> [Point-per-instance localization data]
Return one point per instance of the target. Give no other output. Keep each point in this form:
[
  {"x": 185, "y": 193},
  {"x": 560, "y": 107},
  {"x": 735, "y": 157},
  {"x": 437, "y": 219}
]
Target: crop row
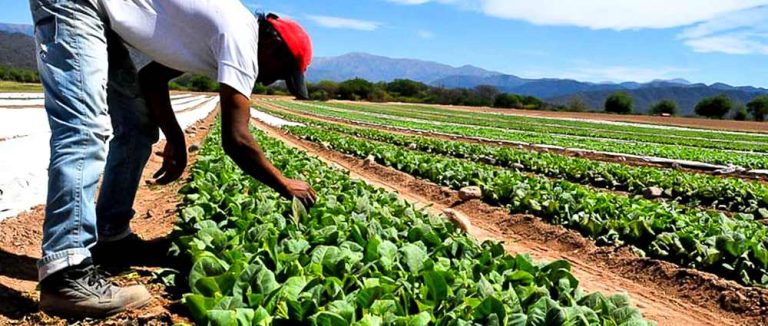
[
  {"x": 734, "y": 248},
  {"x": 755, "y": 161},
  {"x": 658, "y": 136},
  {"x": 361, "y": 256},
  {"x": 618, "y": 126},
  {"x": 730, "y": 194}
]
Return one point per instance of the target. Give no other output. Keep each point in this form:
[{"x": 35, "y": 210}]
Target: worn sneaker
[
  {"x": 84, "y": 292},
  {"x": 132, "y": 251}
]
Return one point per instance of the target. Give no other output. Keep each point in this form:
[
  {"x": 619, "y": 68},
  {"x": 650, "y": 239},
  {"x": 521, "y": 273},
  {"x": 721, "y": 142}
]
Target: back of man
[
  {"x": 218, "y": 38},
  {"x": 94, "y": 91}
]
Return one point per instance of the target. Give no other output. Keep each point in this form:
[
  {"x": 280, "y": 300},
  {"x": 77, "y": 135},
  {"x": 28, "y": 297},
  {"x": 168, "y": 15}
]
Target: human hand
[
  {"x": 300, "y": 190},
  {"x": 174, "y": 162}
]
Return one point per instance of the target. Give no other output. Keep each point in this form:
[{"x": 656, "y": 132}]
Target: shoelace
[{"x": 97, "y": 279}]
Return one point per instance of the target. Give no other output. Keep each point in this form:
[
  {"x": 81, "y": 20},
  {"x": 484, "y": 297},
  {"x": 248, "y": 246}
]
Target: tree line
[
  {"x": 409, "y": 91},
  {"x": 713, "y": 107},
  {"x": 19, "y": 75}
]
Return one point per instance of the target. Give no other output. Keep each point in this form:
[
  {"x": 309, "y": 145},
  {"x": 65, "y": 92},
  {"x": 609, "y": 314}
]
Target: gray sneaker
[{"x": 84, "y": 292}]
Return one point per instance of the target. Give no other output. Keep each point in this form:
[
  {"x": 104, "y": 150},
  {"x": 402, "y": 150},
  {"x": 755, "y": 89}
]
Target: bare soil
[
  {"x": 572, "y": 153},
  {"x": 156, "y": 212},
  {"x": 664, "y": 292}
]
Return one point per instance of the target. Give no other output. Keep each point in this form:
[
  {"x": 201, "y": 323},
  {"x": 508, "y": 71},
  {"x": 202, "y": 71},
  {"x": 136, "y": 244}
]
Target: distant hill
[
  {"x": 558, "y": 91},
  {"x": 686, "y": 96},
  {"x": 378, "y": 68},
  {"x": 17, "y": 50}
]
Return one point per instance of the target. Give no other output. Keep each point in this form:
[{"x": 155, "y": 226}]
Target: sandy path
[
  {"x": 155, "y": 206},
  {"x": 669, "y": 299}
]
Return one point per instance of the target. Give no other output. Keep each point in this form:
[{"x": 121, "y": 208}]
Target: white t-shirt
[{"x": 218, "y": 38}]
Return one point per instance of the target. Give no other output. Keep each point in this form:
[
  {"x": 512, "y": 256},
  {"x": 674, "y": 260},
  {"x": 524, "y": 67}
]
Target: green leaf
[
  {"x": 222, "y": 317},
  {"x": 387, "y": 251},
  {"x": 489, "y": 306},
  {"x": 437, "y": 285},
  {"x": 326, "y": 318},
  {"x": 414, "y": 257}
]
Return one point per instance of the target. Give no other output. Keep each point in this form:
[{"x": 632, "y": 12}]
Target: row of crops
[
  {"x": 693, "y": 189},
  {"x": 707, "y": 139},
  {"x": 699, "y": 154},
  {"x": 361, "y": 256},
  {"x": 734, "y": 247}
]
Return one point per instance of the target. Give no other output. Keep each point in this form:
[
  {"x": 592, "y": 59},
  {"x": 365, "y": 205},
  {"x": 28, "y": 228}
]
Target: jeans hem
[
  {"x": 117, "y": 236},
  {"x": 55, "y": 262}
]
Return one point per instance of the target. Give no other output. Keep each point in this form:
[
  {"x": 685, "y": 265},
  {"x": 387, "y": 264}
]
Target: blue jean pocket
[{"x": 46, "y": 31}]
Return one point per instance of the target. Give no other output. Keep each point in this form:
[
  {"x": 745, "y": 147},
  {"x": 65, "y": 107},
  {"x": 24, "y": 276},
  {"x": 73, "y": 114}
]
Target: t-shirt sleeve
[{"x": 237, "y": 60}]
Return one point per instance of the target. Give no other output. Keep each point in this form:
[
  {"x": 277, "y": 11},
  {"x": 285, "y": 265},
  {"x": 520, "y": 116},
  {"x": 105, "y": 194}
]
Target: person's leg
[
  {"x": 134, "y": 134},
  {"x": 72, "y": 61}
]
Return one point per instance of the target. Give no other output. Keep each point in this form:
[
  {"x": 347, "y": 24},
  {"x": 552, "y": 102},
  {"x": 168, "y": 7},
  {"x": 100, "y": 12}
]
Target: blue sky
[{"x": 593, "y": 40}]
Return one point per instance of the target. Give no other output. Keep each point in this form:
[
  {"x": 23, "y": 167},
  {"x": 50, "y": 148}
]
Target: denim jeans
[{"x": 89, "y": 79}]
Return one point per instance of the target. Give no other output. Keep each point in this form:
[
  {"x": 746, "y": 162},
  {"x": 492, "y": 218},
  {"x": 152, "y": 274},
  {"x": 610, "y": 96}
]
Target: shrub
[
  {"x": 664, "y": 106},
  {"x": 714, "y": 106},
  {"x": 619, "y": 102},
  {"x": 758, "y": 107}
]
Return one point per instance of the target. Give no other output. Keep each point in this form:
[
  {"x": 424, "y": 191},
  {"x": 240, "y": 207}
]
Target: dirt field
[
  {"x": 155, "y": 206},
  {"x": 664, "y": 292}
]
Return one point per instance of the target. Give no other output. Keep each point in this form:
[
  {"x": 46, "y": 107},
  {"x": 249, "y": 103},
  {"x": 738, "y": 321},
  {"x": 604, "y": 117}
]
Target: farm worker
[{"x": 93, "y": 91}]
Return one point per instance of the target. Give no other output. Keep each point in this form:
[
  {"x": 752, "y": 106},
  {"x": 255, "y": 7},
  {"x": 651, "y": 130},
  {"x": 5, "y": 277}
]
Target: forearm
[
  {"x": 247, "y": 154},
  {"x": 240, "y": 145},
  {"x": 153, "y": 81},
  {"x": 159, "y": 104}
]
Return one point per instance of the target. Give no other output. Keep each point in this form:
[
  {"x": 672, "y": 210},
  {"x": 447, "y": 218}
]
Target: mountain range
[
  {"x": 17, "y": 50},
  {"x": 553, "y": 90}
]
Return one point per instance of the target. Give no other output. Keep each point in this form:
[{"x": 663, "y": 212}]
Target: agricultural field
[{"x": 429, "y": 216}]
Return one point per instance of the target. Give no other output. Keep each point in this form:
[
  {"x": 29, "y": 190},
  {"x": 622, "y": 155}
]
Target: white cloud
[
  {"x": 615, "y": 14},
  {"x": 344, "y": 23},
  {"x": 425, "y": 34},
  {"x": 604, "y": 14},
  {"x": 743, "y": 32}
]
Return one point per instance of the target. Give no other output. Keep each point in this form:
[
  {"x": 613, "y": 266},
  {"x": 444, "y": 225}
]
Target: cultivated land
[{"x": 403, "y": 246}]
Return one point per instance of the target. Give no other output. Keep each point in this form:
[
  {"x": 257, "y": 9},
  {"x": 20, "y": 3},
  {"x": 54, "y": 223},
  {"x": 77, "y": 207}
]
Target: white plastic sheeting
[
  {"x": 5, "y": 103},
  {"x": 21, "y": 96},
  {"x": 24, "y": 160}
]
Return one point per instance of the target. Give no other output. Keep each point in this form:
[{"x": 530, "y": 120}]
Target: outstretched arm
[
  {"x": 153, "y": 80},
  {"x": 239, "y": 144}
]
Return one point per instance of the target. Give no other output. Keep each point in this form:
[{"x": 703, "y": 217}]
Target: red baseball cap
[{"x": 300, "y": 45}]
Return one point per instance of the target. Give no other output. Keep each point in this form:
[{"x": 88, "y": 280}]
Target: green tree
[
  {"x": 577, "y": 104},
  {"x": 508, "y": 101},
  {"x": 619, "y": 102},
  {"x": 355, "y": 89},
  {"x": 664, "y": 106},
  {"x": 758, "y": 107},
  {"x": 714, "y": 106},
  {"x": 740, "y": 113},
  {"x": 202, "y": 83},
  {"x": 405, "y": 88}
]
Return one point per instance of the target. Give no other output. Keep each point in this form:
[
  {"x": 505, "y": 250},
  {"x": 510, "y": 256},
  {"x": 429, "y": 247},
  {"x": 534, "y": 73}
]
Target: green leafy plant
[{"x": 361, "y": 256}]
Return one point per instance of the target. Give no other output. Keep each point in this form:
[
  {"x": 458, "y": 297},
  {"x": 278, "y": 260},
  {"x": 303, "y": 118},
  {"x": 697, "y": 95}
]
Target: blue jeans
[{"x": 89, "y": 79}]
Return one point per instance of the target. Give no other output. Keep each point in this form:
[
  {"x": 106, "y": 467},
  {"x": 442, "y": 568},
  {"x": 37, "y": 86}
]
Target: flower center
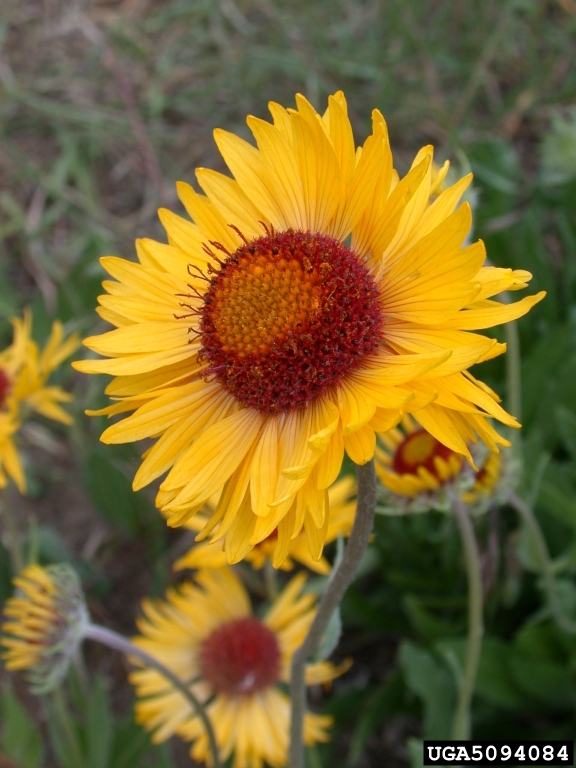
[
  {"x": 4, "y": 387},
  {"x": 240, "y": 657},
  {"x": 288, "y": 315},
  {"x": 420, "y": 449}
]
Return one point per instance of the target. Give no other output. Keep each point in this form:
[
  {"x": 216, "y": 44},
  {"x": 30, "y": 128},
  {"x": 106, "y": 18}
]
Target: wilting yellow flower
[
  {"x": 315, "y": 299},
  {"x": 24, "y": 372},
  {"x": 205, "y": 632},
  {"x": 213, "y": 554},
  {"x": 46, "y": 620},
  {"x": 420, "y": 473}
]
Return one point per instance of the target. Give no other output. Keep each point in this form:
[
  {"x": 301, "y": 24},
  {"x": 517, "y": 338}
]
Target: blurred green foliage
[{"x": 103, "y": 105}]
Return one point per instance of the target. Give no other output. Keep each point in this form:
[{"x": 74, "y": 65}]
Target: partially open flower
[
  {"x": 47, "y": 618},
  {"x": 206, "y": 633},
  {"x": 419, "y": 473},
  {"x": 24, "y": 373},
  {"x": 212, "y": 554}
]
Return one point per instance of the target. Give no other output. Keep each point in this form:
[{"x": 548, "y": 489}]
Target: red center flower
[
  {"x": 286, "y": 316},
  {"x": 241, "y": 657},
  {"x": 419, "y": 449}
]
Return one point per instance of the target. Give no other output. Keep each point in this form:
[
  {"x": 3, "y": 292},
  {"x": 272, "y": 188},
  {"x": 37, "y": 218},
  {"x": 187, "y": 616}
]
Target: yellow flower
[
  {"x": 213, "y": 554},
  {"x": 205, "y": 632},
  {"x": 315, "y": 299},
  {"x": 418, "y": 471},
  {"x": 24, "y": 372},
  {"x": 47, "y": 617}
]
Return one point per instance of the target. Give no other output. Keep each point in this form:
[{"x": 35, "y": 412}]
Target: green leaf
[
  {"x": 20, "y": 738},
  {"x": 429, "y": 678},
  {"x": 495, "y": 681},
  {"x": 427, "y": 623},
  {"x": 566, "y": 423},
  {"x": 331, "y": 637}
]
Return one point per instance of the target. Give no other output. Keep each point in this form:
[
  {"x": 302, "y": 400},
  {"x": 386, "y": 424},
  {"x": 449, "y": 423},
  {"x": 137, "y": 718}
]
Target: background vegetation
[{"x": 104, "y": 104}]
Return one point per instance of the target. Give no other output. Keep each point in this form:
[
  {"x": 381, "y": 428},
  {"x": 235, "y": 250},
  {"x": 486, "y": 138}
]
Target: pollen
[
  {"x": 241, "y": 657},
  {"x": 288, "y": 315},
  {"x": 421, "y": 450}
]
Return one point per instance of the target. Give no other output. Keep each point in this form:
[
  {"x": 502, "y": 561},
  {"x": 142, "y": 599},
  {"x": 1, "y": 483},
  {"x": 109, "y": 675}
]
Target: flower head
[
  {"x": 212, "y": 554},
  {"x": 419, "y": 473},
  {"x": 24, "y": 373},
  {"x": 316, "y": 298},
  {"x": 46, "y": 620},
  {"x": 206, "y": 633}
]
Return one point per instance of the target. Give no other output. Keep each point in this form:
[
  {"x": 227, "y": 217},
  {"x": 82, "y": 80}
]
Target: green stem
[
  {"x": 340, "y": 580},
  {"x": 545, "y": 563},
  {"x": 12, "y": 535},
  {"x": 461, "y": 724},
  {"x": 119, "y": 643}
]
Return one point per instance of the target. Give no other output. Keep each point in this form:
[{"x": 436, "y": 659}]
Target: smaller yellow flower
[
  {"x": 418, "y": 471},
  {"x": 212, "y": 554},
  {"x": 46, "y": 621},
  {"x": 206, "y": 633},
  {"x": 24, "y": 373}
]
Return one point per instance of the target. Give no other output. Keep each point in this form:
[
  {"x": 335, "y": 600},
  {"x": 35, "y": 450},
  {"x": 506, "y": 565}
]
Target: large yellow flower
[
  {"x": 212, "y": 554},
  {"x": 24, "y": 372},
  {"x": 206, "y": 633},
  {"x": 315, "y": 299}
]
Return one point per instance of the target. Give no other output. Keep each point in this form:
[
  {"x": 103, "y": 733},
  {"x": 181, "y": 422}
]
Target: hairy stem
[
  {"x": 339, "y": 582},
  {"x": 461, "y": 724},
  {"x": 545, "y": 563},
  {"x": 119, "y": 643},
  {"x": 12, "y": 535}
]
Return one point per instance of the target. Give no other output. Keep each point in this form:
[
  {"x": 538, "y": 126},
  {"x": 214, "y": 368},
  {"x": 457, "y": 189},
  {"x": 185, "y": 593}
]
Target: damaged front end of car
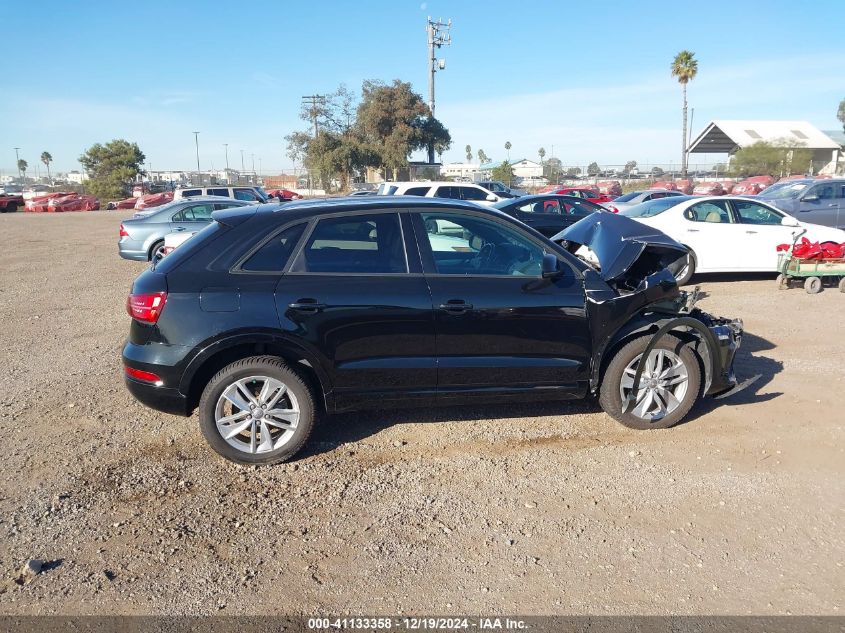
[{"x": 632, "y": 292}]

> [PROBLEM TO WORK ON] An answer containing only the lines from the one holding "Target: hairy stem" through the close of the entries above, reproduced exactly and stripped of pictures, is expected.

> [SOLUTION FOR THIS TASK]
Target: hairy stem
[
  {"x": 339, "y": 582},
  {"x": 461, "y": 724},
  {"x": 545, "y": 563},
  {"x": 119, "y": 643},
  {"x": 12, "y": 535}
]
Return one point per instance of the target. Give no other output. Keep each point in this form:
[
  {"x": 538, "y": 126},
  {"x": 214, "y": 368},
  {"x": 457, "y": 189},
  {"x": 185, "y": 593}
]
Target: damaged front end of car
[{"x": 632, "y": 292}]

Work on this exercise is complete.